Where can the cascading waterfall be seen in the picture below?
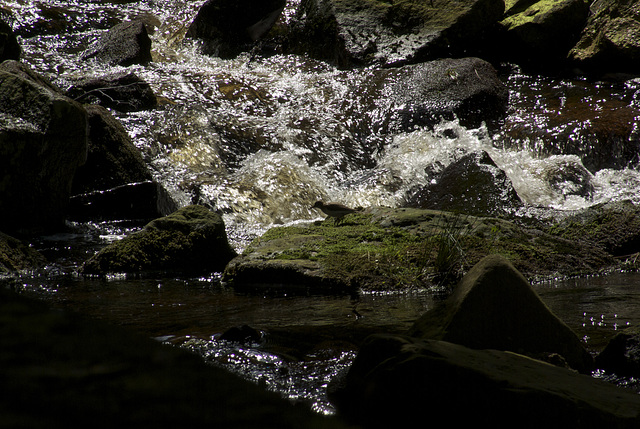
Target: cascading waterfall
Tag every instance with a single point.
(259, 140)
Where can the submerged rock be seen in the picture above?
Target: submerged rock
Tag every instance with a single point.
(43, 139)
(229, 27)
(124, 44)
(494, 307)
(359, 32)
(473, 184)
(396, 381)
(611, 40)
(425, 94)
(191, 240)
(122, 91)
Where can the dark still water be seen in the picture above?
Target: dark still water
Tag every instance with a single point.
(306, 341)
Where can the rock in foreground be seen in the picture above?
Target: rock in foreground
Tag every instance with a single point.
(396, 381)
(191, 240)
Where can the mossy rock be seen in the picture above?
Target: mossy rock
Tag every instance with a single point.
(191, 240)
(16, 255)
(400, 249)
______
● WRITTEN TASK
Could you reproduce every record above exactly, leaving out the pictures?

● FINAL RESULT
Where can the cascading waterfall be seen in the picture below?
Target: cascading waterfall
Tag every instance with a single point.
(259, 140)
Where can the submerged rock be seen in the picture above?
Target: submerged rock
Tag every instance with a single point.
(43, 139)
(229, 27)
(124, 44)
(494, 307)
(359, 32)
(473, 184)
(396, 381)
(611, 40)
(425, 94)
(191, 240)
(122, 91)
Where can the dark still water be seen in the picture above?
Target: dark still water
Tag every instance with a single point.
(306, 341)
Where can the rock in foreground be seen in the picture above?
Target: rock in foreground
Tag every instance with a single point.
(396, 381)
(191, 240)
Where can the mossy rock be seen in the picture above?
Target: mossy rock
Tag every instance with a single point.
(191, 240)
(16, 255)
(400, 249)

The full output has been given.